Problem: Leave the pictures out, and transcribe the material below exactly from the line with "I bet you can find the layered cloud here." to the line with "I bet you can find the cloud bank here.", both lines included.

The data:

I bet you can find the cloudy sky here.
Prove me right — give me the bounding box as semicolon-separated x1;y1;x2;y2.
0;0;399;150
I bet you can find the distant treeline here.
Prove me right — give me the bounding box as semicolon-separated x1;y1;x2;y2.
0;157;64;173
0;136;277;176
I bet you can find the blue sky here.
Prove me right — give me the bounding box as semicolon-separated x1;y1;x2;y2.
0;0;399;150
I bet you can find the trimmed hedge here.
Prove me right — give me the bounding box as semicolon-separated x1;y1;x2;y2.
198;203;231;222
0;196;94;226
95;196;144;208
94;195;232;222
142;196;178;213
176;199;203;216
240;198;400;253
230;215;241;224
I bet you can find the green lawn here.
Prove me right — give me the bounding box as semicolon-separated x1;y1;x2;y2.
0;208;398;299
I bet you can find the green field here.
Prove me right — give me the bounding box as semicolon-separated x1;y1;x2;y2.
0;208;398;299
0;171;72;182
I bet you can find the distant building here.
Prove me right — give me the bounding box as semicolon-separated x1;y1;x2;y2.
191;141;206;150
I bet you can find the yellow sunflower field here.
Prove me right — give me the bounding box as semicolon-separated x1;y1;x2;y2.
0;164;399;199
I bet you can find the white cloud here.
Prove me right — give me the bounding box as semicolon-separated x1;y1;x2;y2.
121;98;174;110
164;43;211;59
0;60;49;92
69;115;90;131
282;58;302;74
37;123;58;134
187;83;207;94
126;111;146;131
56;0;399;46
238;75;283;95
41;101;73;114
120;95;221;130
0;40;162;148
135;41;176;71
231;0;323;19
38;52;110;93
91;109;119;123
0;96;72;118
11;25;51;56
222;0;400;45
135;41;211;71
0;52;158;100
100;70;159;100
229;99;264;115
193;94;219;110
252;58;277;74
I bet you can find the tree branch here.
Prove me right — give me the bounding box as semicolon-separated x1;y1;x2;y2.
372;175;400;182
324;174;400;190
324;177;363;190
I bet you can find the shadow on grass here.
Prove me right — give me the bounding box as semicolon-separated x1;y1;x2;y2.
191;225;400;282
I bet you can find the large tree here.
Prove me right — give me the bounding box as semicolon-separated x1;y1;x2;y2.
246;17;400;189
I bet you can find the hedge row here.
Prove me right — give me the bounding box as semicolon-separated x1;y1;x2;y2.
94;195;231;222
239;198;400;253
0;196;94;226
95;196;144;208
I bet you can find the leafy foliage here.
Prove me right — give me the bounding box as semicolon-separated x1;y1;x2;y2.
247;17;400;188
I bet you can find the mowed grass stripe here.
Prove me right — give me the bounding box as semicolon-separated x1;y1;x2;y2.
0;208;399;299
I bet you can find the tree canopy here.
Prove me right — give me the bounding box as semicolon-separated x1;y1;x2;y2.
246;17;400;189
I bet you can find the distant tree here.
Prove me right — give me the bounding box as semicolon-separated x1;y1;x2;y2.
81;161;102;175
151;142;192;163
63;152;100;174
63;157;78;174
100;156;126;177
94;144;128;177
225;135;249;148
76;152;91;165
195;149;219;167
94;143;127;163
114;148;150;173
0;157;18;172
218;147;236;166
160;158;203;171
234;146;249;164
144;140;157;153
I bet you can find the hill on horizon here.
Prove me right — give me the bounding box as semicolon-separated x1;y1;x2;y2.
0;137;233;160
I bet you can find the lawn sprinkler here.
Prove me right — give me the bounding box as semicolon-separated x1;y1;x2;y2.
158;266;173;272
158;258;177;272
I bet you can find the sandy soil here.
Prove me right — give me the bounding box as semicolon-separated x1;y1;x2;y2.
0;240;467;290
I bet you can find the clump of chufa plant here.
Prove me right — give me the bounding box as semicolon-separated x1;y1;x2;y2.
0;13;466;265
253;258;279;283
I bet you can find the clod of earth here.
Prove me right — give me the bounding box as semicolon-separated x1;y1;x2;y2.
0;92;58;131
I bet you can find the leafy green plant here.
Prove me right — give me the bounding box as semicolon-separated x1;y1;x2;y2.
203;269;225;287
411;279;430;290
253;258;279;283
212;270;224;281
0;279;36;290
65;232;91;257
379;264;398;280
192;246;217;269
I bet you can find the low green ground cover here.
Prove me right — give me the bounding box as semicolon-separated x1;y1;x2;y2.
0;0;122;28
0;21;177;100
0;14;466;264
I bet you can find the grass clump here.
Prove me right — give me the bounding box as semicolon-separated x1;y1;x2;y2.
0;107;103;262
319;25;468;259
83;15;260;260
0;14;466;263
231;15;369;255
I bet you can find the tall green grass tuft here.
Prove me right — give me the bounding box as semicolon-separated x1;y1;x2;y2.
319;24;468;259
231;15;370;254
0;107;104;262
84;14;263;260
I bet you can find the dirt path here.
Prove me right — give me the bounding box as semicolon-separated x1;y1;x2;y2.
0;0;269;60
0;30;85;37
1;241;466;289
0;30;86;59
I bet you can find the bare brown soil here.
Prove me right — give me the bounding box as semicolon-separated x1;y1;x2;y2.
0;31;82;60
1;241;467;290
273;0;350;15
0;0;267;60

---

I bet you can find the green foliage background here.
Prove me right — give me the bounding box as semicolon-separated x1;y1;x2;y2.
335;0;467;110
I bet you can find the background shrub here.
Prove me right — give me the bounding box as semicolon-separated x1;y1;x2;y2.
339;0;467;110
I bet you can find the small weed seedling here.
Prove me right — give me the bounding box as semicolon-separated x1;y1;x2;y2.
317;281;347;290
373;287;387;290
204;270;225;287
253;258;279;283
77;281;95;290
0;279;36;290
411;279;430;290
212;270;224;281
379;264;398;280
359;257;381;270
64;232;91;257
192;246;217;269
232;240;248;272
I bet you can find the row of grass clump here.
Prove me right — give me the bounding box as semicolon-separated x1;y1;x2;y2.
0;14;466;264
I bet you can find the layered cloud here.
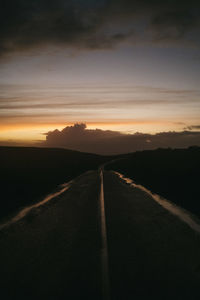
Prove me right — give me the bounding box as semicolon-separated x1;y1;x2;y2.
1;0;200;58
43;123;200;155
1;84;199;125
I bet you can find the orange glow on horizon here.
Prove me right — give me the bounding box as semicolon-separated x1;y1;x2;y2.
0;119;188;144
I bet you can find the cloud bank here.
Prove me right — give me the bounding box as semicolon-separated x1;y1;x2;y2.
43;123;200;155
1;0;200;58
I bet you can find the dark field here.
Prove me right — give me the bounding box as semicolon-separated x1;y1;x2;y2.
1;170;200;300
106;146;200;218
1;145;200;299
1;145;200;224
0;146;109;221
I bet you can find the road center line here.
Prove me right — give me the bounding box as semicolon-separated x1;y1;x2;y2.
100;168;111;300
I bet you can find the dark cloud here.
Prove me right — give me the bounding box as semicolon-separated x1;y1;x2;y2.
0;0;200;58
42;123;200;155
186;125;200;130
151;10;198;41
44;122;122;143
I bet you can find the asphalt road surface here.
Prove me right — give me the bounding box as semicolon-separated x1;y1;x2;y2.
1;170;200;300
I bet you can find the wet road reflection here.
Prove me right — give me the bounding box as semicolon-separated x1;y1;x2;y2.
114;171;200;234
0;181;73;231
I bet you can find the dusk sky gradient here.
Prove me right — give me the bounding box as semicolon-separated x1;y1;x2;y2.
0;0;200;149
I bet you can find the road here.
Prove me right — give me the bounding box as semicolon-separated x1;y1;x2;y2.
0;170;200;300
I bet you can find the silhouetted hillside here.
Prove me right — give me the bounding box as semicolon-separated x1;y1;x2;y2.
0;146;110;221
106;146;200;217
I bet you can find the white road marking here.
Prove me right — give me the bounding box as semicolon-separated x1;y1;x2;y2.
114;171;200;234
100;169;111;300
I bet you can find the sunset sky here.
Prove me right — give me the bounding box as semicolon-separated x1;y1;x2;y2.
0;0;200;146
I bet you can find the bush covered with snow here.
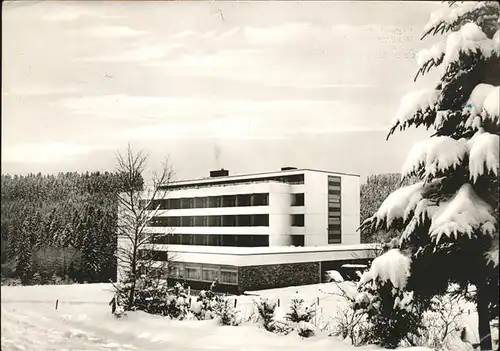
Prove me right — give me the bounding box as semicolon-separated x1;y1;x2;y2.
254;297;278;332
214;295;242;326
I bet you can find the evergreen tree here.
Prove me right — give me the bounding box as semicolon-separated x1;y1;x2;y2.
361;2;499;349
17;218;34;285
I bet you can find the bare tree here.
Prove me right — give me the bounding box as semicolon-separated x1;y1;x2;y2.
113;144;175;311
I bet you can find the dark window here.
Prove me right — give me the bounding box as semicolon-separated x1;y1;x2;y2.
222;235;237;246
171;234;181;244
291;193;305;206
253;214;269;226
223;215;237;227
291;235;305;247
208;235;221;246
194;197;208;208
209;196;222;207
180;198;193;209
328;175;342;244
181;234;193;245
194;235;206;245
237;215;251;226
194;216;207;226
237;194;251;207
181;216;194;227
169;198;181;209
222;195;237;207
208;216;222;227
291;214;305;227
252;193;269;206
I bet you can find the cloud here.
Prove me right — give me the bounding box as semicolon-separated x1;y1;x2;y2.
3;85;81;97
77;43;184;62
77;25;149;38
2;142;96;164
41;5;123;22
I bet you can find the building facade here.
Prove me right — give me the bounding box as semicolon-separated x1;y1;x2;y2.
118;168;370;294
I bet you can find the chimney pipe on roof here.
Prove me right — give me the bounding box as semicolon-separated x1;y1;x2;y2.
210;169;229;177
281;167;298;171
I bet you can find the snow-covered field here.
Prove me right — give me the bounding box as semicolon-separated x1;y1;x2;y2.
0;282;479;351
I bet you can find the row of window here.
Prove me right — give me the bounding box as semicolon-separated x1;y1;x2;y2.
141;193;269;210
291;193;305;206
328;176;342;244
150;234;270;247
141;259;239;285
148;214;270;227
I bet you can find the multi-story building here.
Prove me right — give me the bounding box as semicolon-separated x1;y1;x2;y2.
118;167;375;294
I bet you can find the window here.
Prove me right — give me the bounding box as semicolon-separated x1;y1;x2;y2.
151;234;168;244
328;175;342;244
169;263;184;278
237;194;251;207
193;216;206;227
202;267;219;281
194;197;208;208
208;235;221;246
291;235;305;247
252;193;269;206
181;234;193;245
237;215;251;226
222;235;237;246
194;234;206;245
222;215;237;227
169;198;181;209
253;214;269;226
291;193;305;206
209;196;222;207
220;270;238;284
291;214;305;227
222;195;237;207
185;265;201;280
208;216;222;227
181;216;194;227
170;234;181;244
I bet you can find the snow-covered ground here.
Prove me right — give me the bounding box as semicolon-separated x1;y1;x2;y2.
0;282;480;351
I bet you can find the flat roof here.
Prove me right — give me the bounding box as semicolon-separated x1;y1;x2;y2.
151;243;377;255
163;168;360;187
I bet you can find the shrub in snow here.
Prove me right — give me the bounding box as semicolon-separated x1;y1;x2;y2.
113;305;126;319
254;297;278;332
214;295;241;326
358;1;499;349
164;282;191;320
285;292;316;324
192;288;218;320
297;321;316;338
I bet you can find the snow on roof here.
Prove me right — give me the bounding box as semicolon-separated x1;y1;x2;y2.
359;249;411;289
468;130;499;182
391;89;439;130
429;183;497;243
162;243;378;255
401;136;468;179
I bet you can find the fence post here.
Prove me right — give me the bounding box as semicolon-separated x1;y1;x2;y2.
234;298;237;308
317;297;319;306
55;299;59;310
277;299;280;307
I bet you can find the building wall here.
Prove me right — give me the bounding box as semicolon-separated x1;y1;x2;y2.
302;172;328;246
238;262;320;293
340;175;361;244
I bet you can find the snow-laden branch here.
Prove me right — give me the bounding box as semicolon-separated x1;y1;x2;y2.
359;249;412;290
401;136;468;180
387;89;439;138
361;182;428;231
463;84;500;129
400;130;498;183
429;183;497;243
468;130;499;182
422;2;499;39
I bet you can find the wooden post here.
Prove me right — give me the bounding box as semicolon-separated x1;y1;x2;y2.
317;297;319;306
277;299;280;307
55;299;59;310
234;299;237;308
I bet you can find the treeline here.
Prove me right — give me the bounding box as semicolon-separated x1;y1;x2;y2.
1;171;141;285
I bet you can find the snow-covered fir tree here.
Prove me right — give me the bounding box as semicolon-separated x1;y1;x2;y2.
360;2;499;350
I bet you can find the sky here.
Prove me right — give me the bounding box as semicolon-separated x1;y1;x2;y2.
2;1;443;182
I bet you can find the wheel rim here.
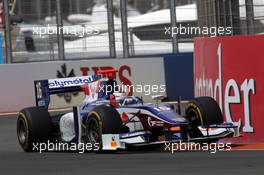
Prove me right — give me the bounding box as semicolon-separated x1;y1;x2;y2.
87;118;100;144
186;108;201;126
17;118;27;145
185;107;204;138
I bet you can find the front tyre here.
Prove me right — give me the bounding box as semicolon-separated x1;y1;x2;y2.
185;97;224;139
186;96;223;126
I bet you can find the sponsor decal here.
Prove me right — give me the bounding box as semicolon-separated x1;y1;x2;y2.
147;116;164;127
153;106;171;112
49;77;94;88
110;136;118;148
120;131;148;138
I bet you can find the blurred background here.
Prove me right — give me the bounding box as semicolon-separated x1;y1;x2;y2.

==

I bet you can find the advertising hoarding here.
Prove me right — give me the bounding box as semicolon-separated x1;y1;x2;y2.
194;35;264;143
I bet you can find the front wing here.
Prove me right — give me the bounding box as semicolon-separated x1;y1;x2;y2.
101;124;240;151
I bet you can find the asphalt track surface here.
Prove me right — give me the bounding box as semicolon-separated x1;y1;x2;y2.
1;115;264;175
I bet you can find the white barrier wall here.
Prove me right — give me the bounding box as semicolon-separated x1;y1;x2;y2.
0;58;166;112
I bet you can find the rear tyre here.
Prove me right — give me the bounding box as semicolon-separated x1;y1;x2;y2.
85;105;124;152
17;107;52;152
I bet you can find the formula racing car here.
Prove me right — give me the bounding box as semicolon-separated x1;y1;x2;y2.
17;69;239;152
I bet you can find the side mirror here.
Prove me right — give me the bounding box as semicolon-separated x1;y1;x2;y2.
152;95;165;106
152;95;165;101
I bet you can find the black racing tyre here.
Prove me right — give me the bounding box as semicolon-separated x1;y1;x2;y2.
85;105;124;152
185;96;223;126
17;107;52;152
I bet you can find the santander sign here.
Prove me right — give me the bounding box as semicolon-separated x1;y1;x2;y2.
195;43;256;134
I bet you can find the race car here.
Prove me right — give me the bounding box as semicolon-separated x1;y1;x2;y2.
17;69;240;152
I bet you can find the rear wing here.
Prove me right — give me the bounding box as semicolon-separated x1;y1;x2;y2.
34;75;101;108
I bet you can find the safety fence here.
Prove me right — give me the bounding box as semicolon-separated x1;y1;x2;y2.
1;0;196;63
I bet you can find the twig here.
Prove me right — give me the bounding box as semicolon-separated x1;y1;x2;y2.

Solution for this task:
I bet you can find the layered cloud here.
Prove me right — give me the bounding box as semicolon-separated x1;y1;x2;y2.
1;0;200;58
43;123;200;155
1;84;199;125
I bet you can find the orange glow on horizon here.
Prove me right — give me the bounding box as semicolon-separated x1;y1;x2;y2.
0;119;188;144
I bet you can find the cloud bank here.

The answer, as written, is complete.